Stored records

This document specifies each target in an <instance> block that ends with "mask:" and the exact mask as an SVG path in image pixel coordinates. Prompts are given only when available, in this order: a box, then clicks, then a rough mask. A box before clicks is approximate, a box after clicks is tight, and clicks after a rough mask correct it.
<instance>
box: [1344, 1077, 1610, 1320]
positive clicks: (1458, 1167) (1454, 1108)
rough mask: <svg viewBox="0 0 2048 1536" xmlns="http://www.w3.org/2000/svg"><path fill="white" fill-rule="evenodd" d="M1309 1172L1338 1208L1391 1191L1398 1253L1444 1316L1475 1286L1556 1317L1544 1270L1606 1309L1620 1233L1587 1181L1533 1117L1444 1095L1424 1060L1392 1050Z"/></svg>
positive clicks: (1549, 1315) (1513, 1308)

==

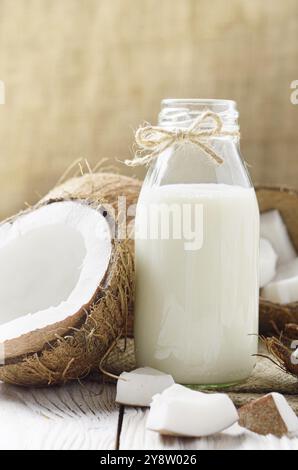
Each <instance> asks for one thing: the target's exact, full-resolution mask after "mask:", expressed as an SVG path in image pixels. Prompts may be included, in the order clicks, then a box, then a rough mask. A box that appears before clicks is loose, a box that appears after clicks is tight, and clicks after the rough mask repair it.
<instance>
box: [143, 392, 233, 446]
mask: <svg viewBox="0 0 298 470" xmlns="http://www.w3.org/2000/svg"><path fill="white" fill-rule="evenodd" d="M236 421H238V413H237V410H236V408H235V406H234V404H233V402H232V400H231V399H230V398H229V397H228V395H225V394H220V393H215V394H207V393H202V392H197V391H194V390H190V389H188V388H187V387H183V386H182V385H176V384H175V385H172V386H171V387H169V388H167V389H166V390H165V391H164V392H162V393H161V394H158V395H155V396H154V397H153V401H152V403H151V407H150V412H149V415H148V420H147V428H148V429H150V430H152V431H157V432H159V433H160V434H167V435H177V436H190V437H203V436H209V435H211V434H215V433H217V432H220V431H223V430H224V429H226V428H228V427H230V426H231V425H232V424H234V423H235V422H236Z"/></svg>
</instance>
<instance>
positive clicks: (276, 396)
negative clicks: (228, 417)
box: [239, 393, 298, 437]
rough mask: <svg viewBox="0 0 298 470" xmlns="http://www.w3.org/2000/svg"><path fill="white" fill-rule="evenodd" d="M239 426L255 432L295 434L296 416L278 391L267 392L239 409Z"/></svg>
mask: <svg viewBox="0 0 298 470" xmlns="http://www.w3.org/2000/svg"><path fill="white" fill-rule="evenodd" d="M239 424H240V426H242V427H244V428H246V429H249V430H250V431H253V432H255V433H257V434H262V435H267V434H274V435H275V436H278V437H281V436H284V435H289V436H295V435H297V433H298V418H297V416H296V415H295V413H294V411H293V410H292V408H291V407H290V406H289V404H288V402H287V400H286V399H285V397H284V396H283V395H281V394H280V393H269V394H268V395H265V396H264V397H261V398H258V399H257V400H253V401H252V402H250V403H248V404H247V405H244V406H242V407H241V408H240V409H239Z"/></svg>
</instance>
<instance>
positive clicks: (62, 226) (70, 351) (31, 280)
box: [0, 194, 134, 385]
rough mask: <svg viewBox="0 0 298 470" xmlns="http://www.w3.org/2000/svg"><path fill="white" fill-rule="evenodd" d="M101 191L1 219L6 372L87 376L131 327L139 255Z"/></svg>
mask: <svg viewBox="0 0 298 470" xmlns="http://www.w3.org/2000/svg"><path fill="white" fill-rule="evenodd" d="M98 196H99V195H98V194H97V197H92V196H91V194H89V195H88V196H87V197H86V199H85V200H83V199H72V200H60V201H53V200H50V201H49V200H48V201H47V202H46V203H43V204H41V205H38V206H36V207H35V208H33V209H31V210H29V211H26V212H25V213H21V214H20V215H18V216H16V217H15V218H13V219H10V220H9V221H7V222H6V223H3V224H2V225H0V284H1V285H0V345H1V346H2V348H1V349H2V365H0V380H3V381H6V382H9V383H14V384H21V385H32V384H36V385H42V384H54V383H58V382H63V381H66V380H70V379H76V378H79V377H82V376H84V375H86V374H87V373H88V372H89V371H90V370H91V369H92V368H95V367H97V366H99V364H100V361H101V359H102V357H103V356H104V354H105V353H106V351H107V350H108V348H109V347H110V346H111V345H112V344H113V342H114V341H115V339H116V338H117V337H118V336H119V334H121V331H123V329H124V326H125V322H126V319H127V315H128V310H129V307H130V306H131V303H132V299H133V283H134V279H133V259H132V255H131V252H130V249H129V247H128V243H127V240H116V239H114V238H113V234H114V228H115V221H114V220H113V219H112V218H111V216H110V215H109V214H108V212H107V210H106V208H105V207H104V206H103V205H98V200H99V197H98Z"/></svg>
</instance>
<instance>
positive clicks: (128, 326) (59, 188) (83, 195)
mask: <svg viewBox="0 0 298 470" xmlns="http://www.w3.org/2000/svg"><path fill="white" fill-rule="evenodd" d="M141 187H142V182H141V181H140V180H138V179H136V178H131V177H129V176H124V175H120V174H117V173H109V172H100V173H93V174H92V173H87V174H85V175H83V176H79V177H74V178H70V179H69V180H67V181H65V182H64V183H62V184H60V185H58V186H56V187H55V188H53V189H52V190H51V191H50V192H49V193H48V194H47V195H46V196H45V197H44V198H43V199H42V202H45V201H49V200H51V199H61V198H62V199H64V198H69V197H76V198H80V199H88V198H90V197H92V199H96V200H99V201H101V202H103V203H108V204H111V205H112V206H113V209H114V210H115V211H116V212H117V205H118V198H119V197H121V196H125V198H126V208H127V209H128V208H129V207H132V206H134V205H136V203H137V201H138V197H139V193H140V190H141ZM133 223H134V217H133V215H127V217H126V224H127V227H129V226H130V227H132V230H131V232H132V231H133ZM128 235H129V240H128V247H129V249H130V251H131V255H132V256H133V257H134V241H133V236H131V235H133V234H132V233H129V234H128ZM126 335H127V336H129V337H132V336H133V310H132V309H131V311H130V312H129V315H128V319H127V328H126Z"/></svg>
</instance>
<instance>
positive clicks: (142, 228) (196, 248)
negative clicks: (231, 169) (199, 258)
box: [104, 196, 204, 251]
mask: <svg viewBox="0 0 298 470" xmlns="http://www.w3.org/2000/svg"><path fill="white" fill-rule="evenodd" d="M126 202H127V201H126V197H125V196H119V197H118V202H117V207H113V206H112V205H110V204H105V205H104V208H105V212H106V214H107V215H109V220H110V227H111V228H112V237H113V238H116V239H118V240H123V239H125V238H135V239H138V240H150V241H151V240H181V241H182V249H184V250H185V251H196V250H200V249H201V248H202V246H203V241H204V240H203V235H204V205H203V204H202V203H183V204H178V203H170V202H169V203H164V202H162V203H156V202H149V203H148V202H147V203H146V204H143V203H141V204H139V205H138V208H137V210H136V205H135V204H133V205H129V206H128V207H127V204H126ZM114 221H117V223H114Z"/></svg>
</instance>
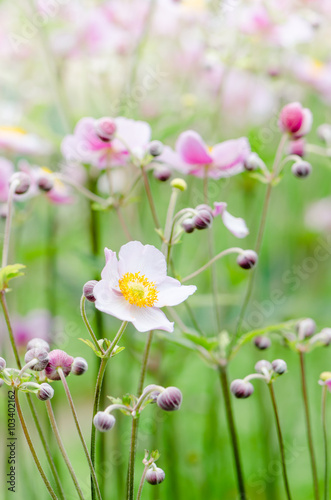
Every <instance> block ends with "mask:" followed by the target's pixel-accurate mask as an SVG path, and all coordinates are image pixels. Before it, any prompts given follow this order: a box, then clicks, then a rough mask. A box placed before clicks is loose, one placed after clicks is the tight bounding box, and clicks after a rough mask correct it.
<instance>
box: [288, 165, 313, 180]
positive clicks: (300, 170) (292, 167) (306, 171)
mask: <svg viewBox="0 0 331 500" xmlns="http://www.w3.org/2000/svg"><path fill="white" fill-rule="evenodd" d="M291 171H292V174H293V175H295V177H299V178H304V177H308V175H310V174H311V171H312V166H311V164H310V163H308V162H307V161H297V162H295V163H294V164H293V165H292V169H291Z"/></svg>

■ About this exercise
Lines that include the word "ends" are to be extracted from the data above.

■ Your solution
This document specifies each target in an <instance> block that ends with "mask:" and the exact mask as an SVG path in image pixel coordinates. Prompts are given only when available, in this order: a box, then clicks, then a rough mask. A box before clicks is approximate, a box after clicks is tight, and clicks after a rough mask correct it.
Every <instance> block ends with "mask:" followed by the target's pixel-accurate mask as an SVG path, and all coordinates are image pixels. Before it, any prompts given follow this order: a box, then clicks, then a rough mask. A box placed before clicks is loose, one placed after clicks is the tight bounding box, and clicks after a rough mask correct it.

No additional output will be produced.